--- WHAT THIS EXERCISE ASKS ---
A – In the text on body-part sales in Iran, where is the alley that the Arman newspaper says became a market for selling kidneys?
B – Pick up the text on body-part sales in Iran after its final sentence and continue it.

____ PAGE EXTRACT

Handwritten notes on walls advertising human body parts for sale
Handwritten notes on walls advertising human body parts for sale

Analysis  by PMOI/MEK

 

Iran, Dec. 4, 2018 - Here’s a sight that has sadly become all too common in Iran: Handwritten notes on walls advertising body parts for sale, complete with blood type, health state, the age of seller and phone number to contact.

This is how Iran’s poor are selling their own health to make ends meet. What makes the situation even more tragic that every day, more of the country’s youth join the ranks of body organ sellers. These are youth who are suffering from the corrupt policies of the ruling regime and resort to desperate measures such as selling kidney, livers, retina…

Outrageously, state-run medical centers and official hospitals and other institutions tied to Iranian officials make stellar profits from intermediating the process of selling body organs of poor people.

Among these institutions is the Association of Kidney Patients and Khomeini Hospital in Tehran, which recently posted an ad for selling body organs. The officials of these medical centers have not denied the involvement.

An Instagram post for buying and selling kidneys

An Instagram post for buying and selling kidneys

 

The buying and selling of body organs has become so common in Tehran that some parts of the city have become quasi-markets for buyers and sellers, and the walls are scribbled with hundreds of handwritten ads.

In this respect, state-run Arman newspaper wrote in November, “If you go by Valiasr Square in front of the Justice Ministry Palace, there’s an alley that turned into a market for the selling of kidney. In recent years, anyone who wants to buy or sell kidneys goes to that alley. In the past year, in addition to kidneys, ads for the sale of liver and retina are also appearing on walls. The sale of body organs has turned into a popular method to solve poverty in circumstances where economic problems have bent the back of society.”

One of the kidney sellers told Arman, “My son has a rare disease. Specialists are giving differing views on his illness and no one knows what’s my son’s problem… Last month, I sold my kidney. The merchant took half of the money. Now I want to sell part of my liver to pay for the costs of my son’s treatment.”

Others are selling their body parts simply to put food on their families’ tables.

“I separated from my husband and I now reside in one of the fringe parts of Zahedan. We are doing anything to pay for our expenses. We want to sell our kidney and hope to be able to use the income to buy a store to ensure the future of our children,” a woman from Zahedan, Baluchistan province, told Shiite News, another state-run news website.

________
____ DATA BLOCK

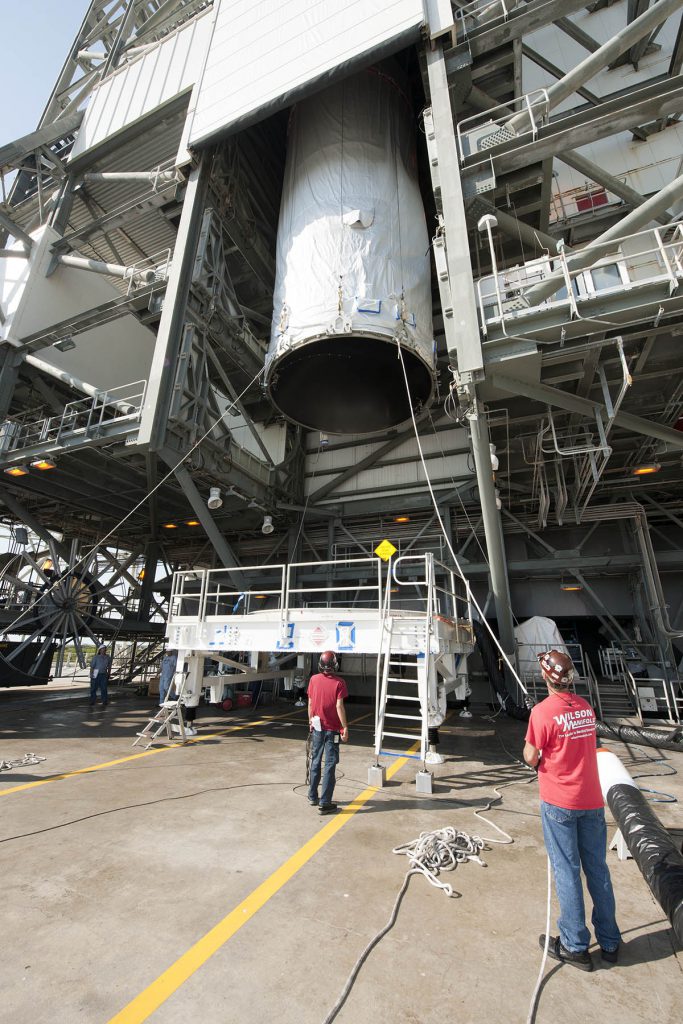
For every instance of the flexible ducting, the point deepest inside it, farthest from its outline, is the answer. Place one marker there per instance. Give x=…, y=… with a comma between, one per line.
x=633, y=734
x=653, y=850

________

--- ANSWERS TO THIS EXERCISE ---
A – By Valiasr Square, in front of the Justice Ministry Palace.

B –
These are just examples of what’s happening in every corner of Iran.

Iranian regime officials are openly inviting and endorsing the sale of body organs. “What’s wrong with a person in poverty to change their life by [selling their body parts] and earning 200 to 300 million rials?” Hossein Ali Shahriari, the chairman of the Health Commission in the Iranian regime’s parliament, said, as quoted by the state-run Bahar news website in March 2017.

While this Iranian regime authority shamelessly justifies the selling of body organs, he doesn’t admit that it is the corruption of his regime that has driven the lives of the people into poverty and misery and has forced them to sell their body organs.

The regime has not only forced the poor people of Iran to sell their body organs, but it has also turned it into a lucrative business for its official medical centers such as Khomeini hospital and the Association of Kidney Patients.

The selling of body organs has become so common that its dealers have created digital marketplaces to facilitate buying and selling.

“Dealers of body organs are busy doing inhumane activities and have turned Instagram to their online markets,” wrote Shafaf, a state-run news outlet, in October.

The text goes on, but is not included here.